:: Aim of the exercise ::
Pick out every line of the data below that contains the word "What", and copy each of those lines in full.

:: Dataset records ::
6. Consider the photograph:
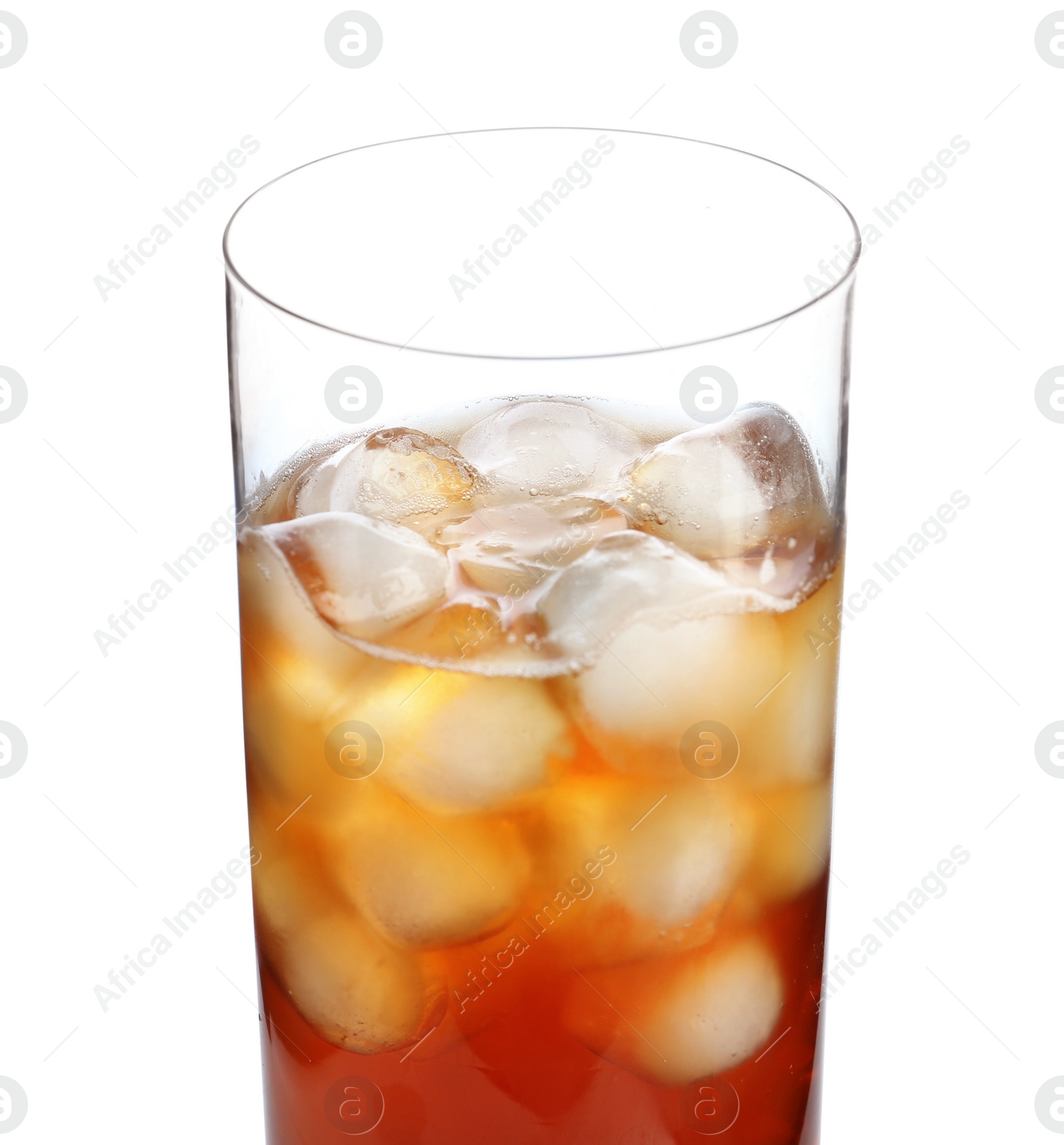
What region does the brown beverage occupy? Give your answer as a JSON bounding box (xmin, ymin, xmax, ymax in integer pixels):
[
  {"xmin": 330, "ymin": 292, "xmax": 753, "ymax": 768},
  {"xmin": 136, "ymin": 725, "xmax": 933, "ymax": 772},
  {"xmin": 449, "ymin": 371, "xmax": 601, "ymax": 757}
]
[{"xmin": 239, "ymin": 398, "xmax": 841, "ymax": 1145}]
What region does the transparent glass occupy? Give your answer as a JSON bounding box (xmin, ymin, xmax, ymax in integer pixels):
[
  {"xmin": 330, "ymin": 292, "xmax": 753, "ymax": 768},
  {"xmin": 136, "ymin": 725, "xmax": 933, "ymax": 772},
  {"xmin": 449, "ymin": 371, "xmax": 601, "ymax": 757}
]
[{"xmin": 225, "ymin": 127, "xmax": 860, "ymax": 1145}]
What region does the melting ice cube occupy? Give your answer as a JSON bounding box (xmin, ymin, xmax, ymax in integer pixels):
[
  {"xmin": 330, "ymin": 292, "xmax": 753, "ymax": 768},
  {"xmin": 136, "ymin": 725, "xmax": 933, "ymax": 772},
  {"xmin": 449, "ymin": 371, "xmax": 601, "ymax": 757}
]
[
  {"xmin": 262, "ymin": 513, "xmax": 448, "ymax": 639},
  {"xmin": 458, "ymin": 401, "xmax": 640, "ymax": 499}
]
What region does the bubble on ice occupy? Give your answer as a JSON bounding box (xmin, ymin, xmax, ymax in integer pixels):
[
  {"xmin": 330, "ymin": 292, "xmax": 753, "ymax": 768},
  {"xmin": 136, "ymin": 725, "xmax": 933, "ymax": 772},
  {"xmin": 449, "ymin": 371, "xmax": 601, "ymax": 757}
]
[
  {"xmin": 620, "ymin": 404, "xmax": 826, "ymax": 559},
  {"xmin": 539, "ymin": 530, "xmax": 761, "ymax": 656},
  {"xmin": 295, "ymin": 427, "xmax": 476, "ymax": 531},
  {"xmin": 262, "ymin": 512, "xmax": 448, "ymax": 640},
  {"xmin": 458, "ymin": 401, "xmax": 641, "ymax": 496}
]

:: Correct result ::
What region does the brown beverage occupy? Give your answer as a JSON bounding box (xmin, ymin, xmax, ymax in integer pixels):
What region does the transparent glass occupy? Give your answer as a JSON bounding box (xmin, ymin, xmax, ymax in integer pixels):
What region does the melting ice cube occupy? Give your answer as a JSON bounding box (xmin, ymin, xmax, ymax in integer pixels):
What region does the bubble on ice occupy? Give your answer as a JSON bounding box (xmin, ymin, xmax, ymax in integer pixels):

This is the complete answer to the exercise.